START Supplied records

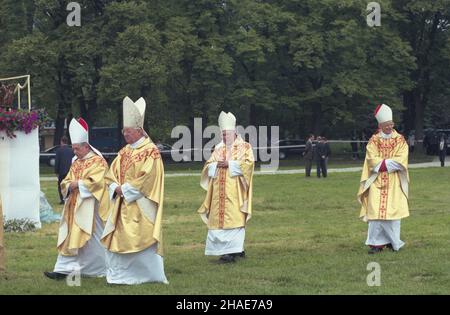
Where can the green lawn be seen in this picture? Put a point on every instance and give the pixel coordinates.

END Supplied records
START Supplied records

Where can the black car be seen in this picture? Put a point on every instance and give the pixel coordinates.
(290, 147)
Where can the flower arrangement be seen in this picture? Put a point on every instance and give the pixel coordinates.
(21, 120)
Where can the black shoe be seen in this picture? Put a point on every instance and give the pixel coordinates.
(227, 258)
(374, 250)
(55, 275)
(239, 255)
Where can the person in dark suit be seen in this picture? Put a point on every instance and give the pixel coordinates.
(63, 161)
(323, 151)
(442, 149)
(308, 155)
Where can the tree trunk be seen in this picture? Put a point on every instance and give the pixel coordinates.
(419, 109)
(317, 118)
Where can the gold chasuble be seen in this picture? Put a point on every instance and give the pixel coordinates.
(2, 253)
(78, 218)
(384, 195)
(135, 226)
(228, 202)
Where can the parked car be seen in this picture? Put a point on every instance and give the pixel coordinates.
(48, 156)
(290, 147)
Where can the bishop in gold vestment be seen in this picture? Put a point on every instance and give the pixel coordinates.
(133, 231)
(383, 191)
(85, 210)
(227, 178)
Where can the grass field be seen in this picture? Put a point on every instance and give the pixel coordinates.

END Supplied records
START Supplied records

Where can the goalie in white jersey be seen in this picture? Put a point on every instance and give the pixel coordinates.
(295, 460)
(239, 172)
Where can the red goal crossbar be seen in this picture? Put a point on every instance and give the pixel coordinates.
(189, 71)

END Supplied records

* _Problem_
Copy the stretch of the records above that runs from the line with "Where can the bishop" through the line with "Where can the grass". Both end lines belong in the copy, and nothing else does.

* _Result of the task_
Where can the bishop in gold vestment be seen in this picture? Put a point on every instance and give the pixel coordinates.
(133, 231)
(383, 191)
(85, 210)
(227, 178)
Where can the grass field be seen in this picture? Put a point on every instance and give the pixel coordinates.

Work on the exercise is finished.